-- Aim of the exercise --
Among the lines below, take the one holding "Annotation guideline: for every instance of the area", the one holding "Annotation guideline: for every instance of the patterned", and all lines between them. Set them down exactly.

-- Data shown --
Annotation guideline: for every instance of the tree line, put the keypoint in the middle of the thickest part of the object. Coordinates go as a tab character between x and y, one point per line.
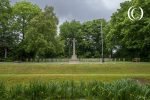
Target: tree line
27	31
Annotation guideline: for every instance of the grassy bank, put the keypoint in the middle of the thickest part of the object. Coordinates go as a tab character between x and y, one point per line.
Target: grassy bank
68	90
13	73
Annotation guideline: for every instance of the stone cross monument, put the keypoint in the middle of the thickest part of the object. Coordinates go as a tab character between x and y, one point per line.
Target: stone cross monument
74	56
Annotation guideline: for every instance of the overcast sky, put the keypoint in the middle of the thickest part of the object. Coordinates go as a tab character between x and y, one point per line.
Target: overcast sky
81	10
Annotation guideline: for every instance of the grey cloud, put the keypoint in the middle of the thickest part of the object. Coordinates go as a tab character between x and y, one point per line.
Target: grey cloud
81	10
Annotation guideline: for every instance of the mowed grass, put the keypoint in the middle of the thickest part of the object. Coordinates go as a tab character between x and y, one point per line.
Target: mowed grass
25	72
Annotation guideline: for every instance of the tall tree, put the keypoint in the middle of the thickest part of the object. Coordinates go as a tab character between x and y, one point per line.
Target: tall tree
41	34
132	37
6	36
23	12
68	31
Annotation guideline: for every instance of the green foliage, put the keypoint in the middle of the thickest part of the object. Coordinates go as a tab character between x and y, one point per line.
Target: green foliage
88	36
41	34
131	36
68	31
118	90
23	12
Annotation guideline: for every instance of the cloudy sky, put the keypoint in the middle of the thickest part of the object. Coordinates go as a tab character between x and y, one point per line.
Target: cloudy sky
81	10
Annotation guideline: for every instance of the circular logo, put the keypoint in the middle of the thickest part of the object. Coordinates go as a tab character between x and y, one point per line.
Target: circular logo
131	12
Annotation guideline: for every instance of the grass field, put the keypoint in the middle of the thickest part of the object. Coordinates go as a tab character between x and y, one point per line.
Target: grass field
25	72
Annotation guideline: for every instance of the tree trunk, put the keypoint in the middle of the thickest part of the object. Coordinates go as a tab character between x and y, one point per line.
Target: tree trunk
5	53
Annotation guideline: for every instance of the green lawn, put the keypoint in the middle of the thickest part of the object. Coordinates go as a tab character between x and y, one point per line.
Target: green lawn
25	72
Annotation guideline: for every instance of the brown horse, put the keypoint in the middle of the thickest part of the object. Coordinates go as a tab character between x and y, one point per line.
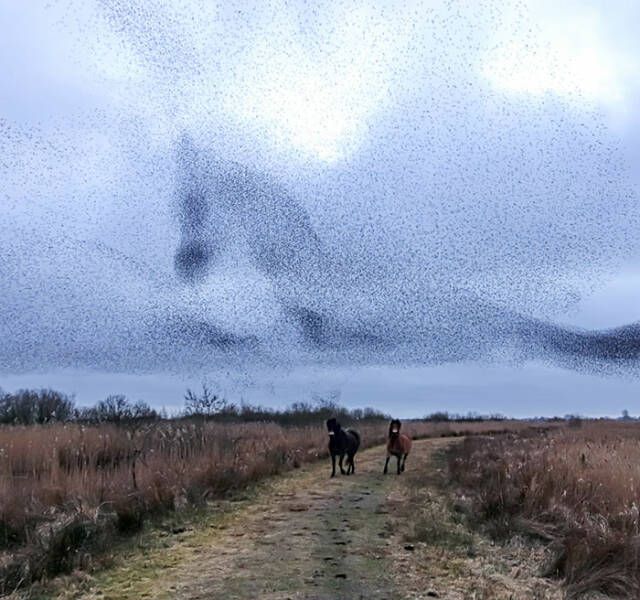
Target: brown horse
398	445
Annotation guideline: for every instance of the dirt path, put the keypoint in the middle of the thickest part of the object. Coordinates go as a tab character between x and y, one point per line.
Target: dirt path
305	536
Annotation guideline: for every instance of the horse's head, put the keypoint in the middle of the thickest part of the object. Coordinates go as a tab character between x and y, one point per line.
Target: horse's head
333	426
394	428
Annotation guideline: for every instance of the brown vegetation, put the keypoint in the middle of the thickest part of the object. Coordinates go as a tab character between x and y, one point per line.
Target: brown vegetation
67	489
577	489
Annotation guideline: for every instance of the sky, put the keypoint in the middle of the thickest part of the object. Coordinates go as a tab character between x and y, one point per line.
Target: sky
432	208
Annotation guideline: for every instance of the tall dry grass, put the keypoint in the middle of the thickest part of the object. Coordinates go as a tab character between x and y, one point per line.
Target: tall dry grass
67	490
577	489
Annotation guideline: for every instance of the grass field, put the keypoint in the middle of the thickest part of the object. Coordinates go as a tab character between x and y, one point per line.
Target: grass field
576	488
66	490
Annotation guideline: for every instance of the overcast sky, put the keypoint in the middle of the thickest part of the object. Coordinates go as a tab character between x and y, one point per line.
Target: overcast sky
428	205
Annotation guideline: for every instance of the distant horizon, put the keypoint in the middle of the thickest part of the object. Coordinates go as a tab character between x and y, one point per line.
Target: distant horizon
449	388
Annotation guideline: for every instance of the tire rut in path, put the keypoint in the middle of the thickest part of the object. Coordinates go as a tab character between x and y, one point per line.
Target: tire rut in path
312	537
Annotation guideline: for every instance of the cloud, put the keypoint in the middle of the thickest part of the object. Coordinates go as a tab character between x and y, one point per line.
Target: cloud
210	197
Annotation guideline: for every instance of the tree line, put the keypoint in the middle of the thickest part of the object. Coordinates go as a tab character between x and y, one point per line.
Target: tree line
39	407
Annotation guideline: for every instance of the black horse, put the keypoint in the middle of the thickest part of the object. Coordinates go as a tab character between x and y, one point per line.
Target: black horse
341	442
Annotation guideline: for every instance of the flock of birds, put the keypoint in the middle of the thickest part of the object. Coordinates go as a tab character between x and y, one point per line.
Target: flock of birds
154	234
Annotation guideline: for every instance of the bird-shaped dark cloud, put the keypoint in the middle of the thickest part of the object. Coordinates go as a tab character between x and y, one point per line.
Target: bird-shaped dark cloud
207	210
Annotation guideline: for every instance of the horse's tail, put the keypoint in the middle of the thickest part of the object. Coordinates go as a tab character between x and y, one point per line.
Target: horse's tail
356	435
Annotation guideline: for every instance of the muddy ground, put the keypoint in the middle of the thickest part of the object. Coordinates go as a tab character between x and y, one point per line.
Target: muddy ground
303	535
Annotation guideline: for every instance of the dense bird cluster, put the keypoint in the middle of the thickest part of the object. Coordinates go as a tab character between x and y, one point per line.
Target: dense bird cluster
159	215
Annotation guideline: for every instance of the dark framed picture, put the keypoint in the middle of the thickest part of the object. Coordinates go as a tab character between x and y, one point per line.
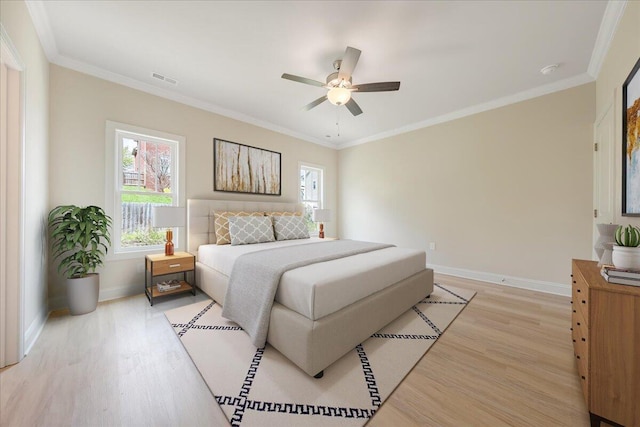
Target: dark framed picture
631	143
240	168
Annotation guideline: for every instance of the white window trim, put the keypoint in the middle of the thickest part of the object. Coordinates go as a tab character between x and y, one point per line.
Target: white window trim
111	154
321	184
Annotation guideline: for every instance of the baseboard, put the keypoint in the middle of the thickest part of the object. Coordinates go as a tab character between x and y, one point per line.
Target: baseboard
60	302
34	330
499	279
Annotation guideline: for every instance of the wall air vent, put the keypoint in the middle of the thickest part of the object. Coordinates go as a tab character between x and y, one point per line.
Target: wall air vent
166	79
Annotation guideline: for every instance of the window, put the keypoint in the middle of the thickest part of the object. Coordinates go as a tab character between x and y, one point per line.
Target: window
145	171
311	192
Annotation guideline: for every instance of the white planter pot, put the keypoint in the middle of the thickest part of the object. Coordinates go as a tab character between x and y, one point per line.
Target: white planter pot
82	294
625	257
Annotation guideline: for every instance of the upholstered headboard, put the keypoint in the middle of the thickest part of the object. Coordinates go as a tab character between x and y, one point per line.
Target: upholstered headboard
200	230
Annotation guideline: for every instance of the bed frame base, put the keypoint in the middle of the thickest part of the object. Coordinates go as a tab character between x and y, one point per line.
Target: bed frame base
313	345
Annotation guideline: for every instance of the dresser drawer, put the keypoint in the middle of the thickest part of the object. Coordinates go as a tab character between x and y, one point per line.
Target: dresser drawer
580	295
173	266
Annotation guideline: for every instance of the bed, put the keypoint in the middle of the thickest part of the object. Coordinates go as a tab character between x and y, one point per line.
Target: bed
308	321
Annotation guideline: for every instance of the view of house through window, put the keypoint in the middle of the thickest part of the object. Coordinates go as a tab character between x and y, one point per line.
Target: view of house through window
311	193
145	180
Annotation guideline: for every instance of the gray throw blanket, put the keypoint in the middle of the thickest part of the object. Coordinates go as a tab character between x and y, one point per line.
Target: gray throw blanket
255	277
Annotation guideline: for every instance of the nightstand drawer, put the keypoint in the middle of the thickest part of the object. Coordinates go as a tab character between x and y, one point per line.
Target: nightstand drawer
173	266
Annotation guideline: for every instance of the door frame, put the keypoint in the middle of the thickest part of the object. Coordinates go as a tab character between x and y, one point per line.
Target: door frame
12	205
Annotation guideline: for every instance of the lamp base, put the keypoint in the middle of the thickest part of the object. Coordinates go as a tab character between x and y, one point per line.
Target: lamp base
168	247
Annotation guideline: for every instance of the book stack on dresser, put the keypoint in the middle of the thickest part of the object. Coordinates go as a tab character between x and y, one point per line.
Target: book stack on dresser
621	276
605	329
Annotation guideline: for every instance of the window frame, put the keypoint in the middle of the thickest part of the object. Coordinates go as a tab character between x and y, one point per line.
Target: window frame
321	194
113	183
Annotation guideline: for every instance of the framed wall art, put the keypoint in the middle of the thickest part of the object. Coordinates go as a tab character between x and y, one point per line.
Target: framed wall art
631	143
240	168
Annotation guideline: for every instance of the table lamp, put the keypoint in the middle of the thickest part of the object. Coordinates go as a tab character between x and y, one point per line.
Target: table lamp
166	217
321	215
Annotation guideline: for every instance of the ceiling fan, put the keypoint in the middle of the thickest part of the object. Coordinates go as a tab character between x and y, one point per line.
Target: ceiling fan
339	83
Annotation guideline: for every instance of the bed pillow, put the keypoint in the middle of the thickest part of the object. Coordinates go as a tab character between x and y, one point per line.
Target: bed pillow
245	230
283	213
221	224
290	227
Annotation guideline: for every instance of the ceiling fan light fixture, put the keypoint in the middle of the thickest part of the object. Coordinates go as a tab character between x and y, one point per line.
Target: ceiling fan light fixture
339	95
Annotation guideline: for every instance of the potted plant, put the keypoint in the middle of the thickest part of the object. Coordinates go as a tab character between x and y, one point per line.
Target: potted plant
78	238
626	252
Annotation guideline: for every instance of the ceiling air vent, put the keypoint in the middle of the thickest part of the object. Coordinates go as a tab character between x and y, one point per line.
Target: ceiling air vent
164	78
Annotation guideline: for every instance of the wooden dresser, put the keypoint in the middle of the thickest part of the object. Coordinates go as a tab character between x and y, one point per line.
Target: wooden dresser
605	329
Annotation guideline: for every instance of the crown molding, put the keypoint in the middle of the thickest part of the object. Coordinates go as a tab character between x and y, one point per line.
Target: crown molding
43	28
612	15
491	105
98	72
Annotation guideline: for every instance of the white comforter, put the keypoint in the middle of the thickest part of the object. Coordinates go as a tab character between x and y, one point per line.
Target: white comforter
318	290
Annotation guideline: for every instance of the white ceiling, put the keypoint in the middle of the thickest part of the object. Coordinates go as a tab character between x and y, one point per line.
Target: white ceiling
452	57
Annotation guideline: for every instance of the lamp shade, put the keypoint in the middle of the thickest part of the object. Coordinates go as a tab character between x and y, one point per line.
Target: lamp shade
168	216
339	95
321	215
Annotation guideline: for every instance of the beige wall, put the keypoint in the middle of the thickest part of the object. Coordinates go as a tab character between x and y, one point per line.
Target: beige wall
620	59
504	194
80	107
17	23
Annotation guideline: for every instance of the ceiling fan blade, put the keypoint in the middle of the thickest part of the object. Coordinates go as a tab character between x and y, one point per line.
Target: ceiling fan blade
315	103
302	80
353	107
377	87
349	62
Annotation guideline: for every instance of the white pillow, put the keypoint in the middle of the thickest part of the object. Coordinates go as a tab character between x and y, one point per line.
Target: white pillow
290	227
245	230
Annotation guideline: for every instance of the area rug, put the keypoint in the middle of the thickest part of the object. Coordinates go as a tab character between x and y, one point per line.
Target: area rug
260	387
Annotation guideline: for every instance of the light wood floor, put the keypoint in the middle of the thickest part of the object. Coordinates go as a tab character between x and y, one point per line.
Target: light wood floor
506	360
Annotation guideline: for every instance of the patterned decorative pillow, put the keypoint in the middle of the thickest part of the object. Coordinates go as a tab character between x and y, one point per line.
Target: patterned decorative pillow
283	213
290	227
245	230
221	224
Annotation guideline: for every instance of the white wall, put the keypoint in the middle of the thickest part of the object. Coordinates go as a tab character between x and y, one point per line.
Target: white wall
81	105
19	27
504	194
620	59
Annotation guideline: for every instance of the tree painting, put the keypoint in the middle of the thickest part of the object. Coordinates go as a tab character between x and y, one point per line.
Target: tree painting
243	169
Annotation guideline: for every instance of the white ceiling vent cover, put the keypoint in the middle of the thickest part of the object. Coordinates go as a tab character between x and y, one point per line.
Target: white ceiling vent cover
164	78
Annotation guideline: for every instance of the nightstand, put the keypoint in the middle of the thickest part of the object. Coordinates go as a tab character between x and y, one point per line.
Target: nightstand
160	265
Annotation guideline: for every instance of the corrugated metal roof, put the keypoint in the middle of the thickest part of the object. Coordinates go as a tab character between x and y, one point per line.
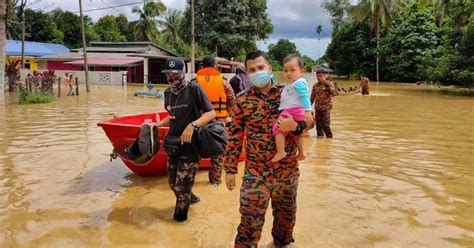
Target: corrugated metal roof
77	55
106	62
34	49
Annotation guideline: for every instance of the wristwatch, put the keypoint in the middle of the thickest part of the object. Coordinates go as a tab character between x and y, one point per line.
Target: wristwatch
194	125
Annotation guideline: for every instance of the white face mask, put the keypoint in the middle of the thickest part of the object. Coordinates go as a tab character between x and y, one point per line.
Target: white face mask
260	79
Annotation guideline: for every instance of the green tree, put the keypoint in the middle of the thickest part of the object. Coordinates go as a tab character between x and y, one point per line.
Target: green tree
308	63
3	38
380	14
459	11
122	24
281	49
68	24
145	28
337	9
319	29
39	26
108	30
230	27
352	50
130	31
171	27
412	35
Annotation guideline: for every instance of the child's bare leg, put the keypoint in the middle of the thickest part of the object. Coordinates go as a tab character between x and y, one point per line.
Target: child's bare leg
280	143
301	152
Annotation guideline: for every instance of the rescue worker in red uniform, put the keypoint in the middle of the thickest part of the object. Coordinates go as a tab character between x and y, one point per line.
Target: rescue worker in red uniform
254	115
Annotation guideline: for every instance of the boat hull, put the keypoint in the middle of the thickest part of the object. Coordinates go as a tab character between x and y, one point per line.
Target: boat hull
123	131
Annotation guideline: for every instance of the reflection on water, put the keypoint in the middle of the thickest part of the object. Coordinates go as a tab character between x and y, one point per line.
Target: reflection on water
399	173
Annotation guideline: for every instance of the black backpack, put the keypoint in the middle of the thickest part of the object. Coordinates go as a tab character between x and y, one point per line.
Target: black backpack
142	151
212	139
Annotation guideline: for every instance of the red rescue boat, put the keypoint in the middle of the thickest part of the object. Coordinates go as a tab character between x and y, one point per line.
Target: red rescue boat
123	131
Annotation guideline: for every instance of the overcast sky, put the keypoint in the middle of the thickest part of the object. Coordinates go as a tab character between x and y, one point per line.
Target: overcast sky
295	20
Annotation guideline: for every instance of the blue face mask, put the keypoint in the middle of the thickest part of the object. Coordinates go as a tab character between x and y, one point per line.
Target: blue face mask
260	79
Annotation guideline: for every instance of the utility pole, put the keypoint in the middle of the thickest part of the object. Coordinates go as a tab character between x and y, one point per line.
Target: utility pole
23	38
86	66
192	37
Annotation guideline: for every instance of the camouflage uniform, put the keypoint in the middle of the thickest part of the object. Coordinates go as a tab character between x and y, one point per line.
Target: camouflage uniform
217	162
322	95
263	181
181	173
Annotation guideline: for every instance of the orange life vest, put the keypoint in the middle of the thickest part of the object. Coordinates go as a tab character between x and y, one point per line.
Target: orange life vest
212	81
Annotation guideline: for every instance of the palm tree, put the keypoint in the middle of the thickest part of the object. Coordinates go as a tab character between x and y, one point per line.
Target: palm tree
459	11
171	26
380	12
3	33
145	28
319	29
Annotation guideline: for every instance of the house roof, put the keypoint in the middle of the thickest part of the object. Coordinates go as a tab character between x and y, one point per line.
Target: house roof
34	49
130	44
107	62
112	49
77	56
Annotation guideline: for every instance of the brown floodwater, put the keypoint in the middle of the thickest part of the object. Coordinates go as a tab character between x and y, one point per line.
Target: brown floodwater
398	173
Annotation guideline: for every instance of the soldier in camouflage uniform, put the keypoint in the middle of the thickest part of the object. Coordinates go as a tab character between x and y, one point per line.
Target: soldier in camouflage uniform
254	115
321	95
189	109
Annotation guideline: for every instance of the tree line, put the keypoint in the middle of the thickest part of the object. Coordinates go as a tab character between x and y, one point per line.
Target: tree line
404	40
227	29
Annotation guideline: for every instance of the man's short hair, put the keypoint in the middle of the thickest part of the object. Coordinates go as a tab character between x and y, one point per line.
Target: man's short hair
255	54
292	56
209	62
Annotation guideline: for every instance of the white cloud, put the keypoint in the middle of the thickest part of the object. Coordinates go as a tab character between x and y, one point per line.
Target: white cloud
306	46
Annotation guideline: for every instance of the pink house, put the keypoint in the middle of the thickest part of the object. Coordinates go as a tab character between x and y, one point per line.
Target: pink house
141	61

-- Response to this task --
Annotation guideline: for every instance of the area rug, put the keypoint in the middle of the thickest part of the object. Coordinates go as a tab character between x and y, one point per line.
Target: area rug
260	387
Annotation guideline: for every instance of the light wood floor, put the keypoint in the middle of the thickest part of the object. Coordinates go as a tab character between x and y, one point per line.
Target: light wood floor
506	360
Annotation guideline: for every instance of the patterned decorative pillow, put the keypoint in the middle of the thickest part of the object. Coordinates go as a tab character between x and y, one point per line.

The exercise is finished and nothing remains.